··· Supplied text ···
The sermon closes with a call to embrace the full weight of 1 Corinthians 3:16, which declares that the believer’s body is the temple of the Holy Spirit. This is not merely a doctrinal fact to affirm but a daily reality to inhabit. Whether facing health crises, financial loss, relational breakdown, or ministry opposition, the believer who knows Jehovah Shammah carries the confident assurance that He will perfect all that concerns them. This confidence does not ignore hardship but faces it with the unshakeable knowledge that the same God who promised to dwell in His city forever has taken up residence in the human heart.
Jehovah Shammah is a Hebrew name for God meaning ‘The Lord Is There.’ It appears in Ezekiel 48:35, where God promises that the name of the restored city will declare His perpetual presence. It is the final redemptive name of God recorded in the Old Testament.
The name Jehovah Shammah is explicitly found in Ezekiel 48:35, at the conclusion of Ezekiel’s vision of the restored city of God. The prophet describes twelve gates named after the twelve tribes of Israel, and the city itself is called ‘The Lord Is There’ as a declaration of God’s abiding presence among His people.
In the New Testament, the equivalent of Jehovah Shammah is Emmanuel, meaning ‘God With Us,’ the very first name given to Jesus in Matthew 1:23. Jesus fulfilled this name by declaring His own body to be the true temple in John 2:19-21, and after the resurrection, God’s presence moved from a physical building into every believer through the indwelling Holy Spirit, as stated in 1 Corinthians 3:16.
In Psalm 137, the Israelites hung their harps on the poplar trees and refused to sing because they were grieving the destruction of Jerusalem and the Temple. The sermon explains this as a symptom of deeper idolatry: Israel had attached their worship and their sense of God’s presence to a physical building, and when that building was destroyed, they believed they had lost God Himself.
··· Material provided ···
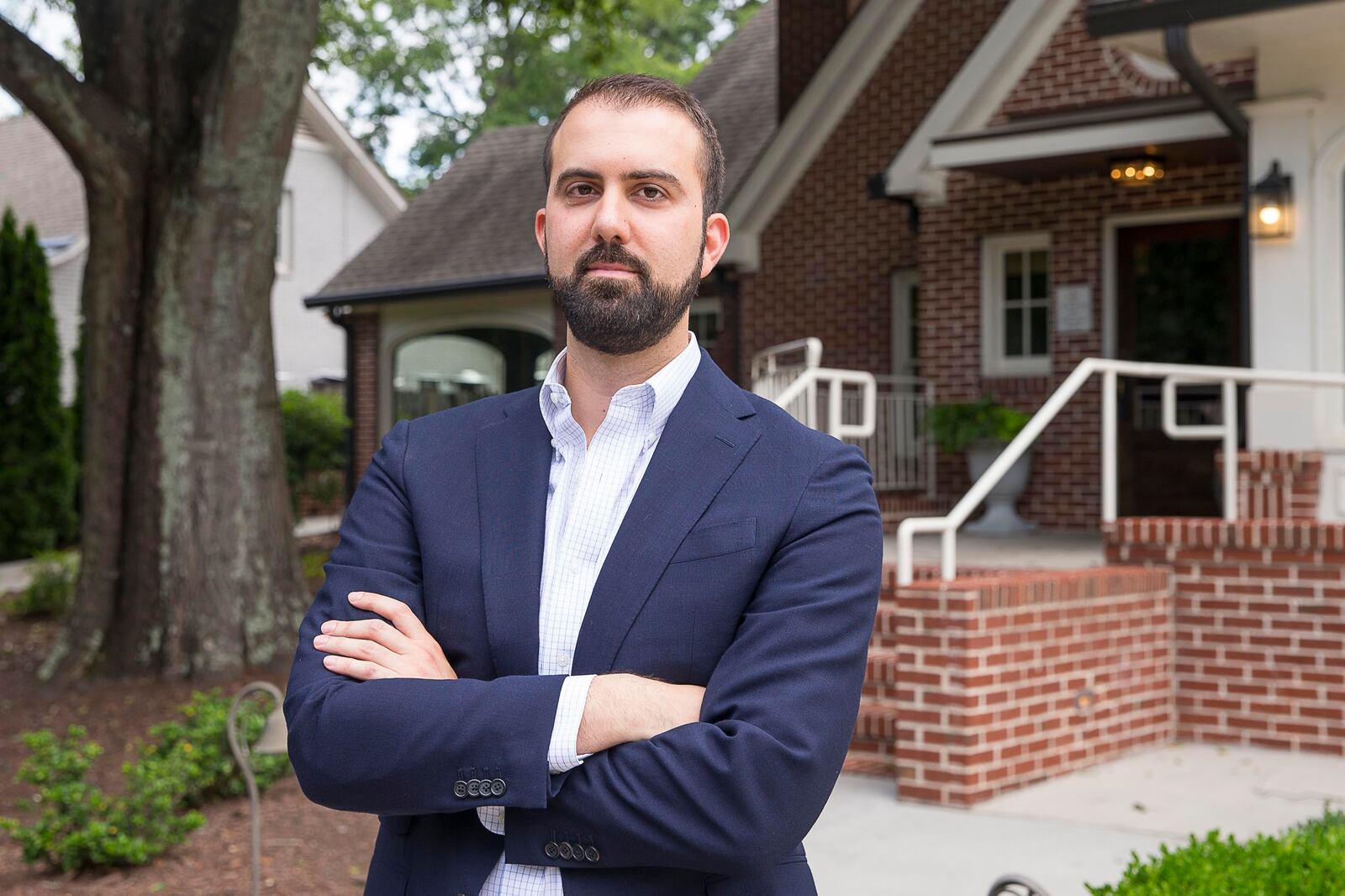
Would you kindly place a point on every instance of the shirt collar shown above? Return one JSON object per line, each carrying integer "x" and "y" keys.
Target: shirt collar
{"x": 666, "y": 387}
···
**Work task**
Carry on the text about Jehovah Shammah past its final sentence.

**Answer to this problem**
According to Hebrews 13:5, God promises He will never leave or forsake His people. The sermon teaches that the absence of an emotional experience of God’s presence does not indicate His actual absence. Just as Adam and Eve moved away from God rather than God moving away from them in Genesis 3:8, it is the believer who drifts, not God. Confessing His presence by faith regardless of feelings is the scriptural response.
Worshiping a church building, a ministry, or a denomination means placing ultimate trust and emotional dependence on something that can be taken away. True worship is directed to God Himself, independent of any structure or institution. The sermon warns that when people make anything other than God their highest joy, the loss of that thing produces spiritual bondage, as it did for Israel in Babylon.
First Corinthians 3:16 declares that believers are the temple of God and that the Spirit of God dwells in them. This means that since Pentecost, the dwelling place of God’s presence is not a building made by human hands but the regenerated human spirit. Every person who receives Jesus Christ as Lord becomes a living, portable temple of Jehovah Shammah.
The sermon teaches that praying ‘Lord, be with me today’ reflects unbelief because it implies God has left. A faith-filled prayer acknowledges His guaranteed presence: ‘Father, I thank You that You are with me right now, that You will never leave or forsake me, and that You are working in my life even when I cannot see it.’ This posture aligns with Psalms 46:1, which calls God a very present help in trouble.